ABOUT THIS EXERCISE:
Line by line, repeat the data below exactly, beginning at the first line and ending at the line with "[[152, 277], [11, 47]]". Omit pictures.

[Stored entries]
****************
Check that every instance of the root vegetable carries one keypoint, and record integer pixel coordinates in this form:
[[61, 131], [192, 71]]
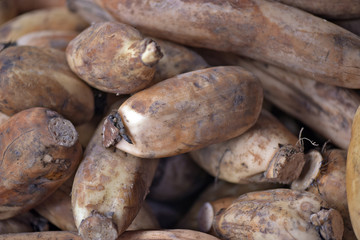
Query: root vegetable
[[187, 112], [26, 222], [332, 9], [113, 57], [177, 178], [58, 39], [40, 152], [57, 207], [326, 109], [43, 78], [58, 210], [8, 10], [89, 10], [208, 212], [109, 189], [3, 118], [279, 214], [59, 18], [49, 235], [177, 59], [352, 25], [295, 40], [26, 6], [172, 234], [217, 190], [353, 175], [324, 175], [265, 152]]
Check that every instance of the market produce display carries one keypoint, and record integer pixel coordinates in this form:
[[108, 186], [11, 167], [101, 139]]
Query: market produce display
[[173, 119]]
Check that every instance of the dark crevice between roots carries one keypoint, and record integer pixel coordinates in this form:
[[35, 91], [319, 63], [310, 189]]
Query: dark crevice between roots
[[114, 130], [6, 45]]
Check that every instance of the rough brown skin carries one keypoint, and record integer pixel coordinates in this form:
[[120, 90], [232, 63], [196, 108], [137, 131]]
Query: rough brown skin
[[177, 59], [353, 175], [176, 178], [173, 234], [49, 235], [58, 39], [217, 190], [8, 10], [26, 6], [189, 111], [57, 207], [332, 9], [59, 18], [3, 118], [89, 10], [109, 189], [278, 214], [330, 185], [113, 57], [40, 152], [294, 39], [209, 210], [327, 109], [352, 25], [265, 152], [40, 77], [26, 222], [58, 210]]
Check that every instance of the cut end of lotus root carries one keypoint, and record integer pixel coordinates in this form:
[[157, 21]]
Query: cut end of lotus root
[[310, 171], [63, 131], [98, 227], [152, 53], [329, 223], [286, 165]]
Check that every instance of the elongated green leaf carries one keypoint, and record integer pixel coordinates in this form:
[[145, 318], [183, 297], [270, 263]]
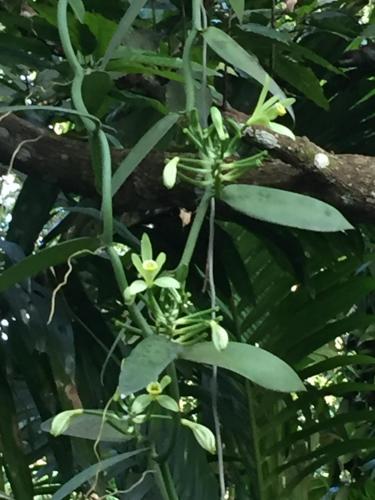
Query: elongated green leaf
[[251, 362], [119, 227], [234, 54], [146, 362], [133, 10], [285, 208], [141, 150], [37, 107], [92, 471], [78, 9], [34, 264], [267, 32], [87, 424]]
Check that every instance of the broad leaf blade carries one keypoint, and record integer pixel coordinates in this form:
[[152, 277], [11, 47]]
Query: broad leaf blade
[[133, 10], [145, 363], [285, 208], [89, 425], [234, 54], [51, 256], [238, 7], [90, 472], [141, 150], [254, 363]]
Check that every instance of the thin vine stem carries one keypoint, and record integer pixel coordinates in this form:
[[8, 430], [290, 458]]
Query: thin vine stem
[[254, 438], [214, 382], [194, 233], [100, 137], [187, 70], [122, 283]]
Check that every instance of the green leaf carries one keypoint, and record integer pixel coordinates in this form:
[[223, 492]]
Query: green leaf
[[234, 54], [51, 256], [168, 403], [257, 365], [137, 286], [87, 424], [119, 227], [285, 208], [167, 282], [141, 150], [123, 28], [145, 363], [267, 32], [303, 79], [78, 8], [238, 7], [141, 403], [92, 471], [62, 421]]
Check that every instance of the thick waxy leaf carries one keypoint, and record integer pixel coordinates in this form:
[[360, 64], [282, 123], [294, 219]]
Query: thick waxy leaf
[[141, 150], [251, 362], [78, 9], [92, 471], [238, 6], [86, 424], [123, 28], [285, 208], [146, 362], [51, 256], [234, 54]]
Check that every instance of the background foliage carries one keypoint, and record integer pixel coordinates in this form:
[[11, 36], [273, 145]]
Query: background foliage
[[306, 297]]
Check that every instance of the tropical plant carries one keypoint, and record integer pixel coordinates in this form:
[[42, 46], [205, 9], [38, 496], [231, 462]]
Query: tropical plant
[[223, 350]]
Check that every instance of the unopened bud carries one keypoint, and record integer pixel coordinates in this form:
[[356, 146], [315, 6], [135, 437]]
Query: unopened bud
[[281, 111], [170, 172], [217, 120], [202, 434], [219, 336]]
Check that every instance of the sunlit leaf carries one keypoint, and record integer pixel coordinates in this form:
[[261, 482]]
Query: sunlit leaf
[[285, 208], [146, 362], [253, 363]]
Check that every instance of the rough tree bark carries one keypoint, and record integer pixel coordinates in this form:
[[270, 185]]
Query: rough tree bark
[[345, 181]]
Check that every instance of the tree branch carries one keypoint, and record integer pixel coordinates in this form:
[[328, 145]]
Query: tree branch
[[345, 181]]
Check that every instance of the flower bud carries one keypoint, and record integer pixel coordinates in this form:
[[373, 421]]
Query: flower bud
[[219, 336], [202, 434], [170, 172], [217, 121], [280, 109], [154, 389]]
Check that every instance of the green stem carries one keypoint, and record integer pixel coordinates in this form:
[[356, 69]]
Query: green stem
[[122, 283], [62, 24], [78, 102], [187, 71], [160, 481], [107, 214], [184, 263], [254, 438], [168, 481]]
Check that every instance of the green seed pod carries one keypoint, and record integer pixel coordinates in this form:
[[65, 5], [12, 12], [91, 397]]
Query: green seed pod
[[217, 121], [170, 172]]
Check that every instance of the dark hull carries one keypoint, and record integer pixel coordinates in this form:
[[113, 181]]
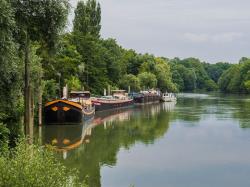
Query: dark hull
[[63, 113], [88, 113], [100, 106], [147, 99]]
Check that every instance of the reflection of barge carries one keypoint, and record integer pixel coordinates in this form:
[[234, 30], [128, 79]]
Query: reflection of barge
[[73, 110], [118, 100], [147, 97]]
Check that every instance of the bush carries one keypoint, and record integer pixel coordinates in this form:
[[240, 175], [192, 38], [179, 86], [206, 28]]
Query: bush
[[30, 165], [4, 139]]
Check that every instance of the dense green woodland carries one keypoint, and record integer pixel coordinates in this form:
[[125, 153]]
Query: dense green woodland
[[37, 58]]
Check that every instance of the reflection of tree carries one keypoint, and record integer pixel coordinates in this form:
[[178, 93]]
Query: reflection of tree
[[145, 125], [243, 112], [191, 109]]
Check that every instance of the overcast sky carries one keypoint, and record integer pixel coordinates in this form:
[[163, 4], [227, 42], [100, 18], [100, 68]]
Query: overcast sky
[[212, 30]]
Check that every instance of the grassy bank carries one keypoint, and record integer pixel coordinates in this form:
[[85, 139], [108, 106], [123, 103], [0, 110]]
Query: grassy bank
[[31, 165]]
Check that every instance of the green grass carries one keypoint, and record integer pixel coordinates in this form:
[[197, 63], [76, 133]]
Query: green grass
[[32, 165]]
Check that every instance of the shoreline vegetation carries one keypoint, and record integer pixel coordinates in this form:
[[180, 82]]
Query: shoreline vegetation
[[37, 58]]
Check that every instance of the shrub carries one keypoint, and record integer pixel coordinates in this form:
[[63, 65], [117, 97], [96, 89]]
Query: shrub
[[31, 165]]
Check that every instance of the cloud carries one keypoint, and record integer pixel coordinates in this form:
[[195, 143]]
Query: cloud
[[214, 38]]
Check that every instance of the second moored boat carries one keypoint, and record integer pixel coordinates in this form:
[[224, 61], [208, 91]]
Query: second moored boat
[[119, 99], [76, 109]]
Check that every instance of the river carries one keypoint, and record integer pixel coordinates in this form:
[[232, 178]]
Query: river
[[203, 140]]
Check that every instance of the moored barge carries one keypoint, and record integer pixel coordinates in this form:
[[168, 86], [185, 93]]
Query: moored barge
[[151, 96], [119, 99], [74, 110]]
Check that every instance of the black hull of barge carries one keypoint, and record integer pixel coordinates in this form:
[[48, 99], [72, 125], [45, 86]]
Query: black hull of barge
[[63, 113], [147, 99], [109, 106]]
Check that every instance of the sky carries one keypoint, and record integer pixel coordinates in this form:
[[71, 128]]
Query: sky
[[211, 30]]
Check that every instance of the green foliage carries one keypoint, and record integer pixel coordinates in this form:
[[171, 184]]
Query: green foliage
[[131, 81], [50, 89], [30, 165], [74, 83], [4, 139], [10, 67], [190, 75], [215, 71], [235, 79], [247, 85], [88, 18], [147, 80]]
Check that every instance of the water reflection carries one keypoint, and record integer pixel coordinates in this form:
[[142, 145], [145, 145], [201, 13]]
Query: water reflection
[[196, 140], [90, 146]]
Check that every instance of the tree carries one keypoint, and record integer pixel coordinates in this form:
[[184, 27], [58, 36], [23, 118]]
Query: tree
[[131, 81], [147, 80], [10, 74], [88, 18], [37, 21]]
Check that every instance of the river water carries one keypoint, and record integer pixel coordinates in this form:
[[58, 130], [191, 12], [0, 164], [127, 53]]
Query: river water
[[200, 141]]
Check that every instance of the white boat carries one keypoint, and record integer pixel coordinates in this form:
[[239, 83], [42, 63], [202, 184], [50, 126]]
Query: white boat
[[168, 97]]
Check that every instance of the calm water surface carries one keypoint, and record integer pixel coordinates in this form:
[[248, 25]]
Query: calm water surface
[[200, 141]]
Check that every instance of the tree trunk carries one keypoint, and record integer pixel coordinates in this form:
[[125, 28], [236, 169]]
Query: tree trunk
[[28, 120], [40, 99]]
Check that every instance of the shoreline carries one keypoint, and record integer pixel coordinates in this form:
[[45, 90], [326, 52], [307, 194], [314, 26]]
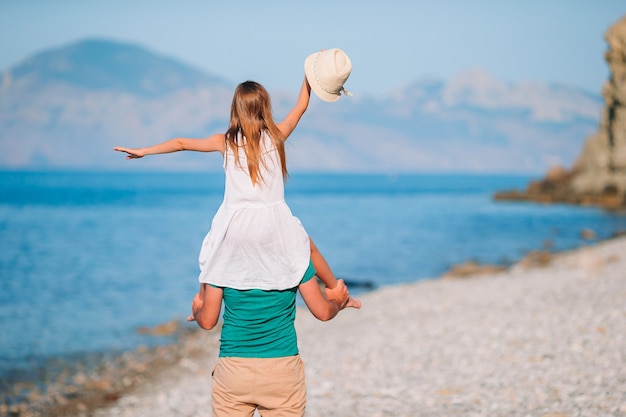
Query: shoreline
[[146, 372]]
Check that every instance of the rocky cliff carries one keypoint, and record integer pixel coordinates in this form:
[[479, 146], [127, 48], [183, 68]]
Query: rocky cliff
[[598, 177]]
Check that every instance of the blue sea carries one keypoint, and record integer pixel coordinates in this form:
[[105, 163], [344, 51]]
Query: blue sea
[[87, 258]]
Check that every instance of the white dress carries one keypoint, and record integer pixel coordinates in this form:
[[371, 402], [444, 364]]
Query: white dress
[[254, 241]]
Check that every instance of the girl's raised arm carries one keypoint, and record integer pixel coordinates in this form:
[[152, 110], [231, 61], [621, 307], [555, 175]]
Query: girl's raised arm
[[291, 120], [209, 144]]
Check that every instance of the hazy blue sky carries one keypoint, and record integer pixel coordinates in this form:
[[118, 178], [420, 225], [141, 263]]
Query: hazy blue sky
[[391, 43]]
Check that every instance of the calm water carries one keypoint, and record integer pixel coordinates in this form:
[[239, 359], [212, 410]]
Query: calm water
[[86, 258]]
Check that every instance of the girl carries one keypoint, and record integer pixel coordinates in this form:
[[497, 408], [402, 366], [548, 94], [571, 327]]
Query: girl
[[254, 242]]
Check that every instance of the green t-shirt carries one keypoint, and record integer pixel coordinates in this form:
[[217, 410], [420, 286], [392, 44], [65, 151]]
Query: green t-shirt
[[260, 323]]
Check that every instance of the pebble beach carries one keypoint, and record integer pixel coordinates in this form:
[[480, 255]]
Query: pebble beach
[[541, 341]]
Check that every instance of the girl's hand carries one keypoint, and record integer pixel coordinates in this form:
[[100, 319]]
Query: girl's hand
[[196, 304], [339, 294], [131, 153]]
****************
SOLUTION:
Check that every instance of the root vegetable carries one keypoint, and record integer pixel coordinates in this form:
[[61, 131], [192, 71]]
Query: root vegetable
[[187, 112], [26, 222], [332, 9], [113, 57], [177, 178], [58, 39], [40, 152], [57, 207], [326, 109], [43, 78], [58, 210], [8, 10], [89, 10], [208, 212], [109, 189], [3, 118], [279, 214], [59, 18], [49, 235], [177, 59], [352, 25], [295, 40], [26, 6], [172, 234], [217, 190], [353, 175], [324, 175], [265, 152]]
Check that every instance of the market produce display carries one keypoint, and record integer pixel coordinates in this form:
[[108, 186], [11, 167], [101, 139]]
Query: market produce display
[[173, 119]]
Check that every instance of the dark crevice between roots carries one keypoint, and record integer pixel coordinates in this form:
[[35, 91], [319, 63], [310, 189]]
Query: dark crevice between roots
[[114, 130], [6, 45]]
Check that every instance of the rough brown skin carries one keypoint, and record integer pixel coordinates in this form:
[[120, 90], [232, 63], [196, 108], [137, 131]]
Query: rough brown skin
[[177, 59], [353, 175], [176, 178], [173, 234], [49, 235], [58, 39], [217, 190], [8, 10], [26, 6], [189, 111], [57, 207], [332, 9], [59, 18], [3, 118], [89, 10], [109, 189], [278, 214], [330, 185], [113, 57], [40, 152], [294, 39], [209, 210], [327, 109], [352, 25], [265, 152], [40, 77], [26, 222], [58, 210]]
Check that every instance of the cut end of lotus root carries one keypoint, and record integer pixel coordinates in this form:
[[157, 21]]
Query: cut end of lotus root
[[310, 171], [63, 131], [98, 227], [152, 53], [329, 223], [286, 165]]
Check that every instance of the elongated green leaf carries one keypoint, and record integer pixel coordinates in this form:
[[145, 318], [183, 297], [270, 263]]
Query: elongated green leaf
[[251, 362], [119, 227], [234, 54], [146, 362], [133, 10], [285, 208], [141, 150], [37, 107], [92, 471], [78, 9], [34, 264], [267, 32], [87, 424]]
Check that every instance of the broad leaf blade carries one keypoint, and record integer pixel coordinates in this form:
[[152, 277], [11, 47]]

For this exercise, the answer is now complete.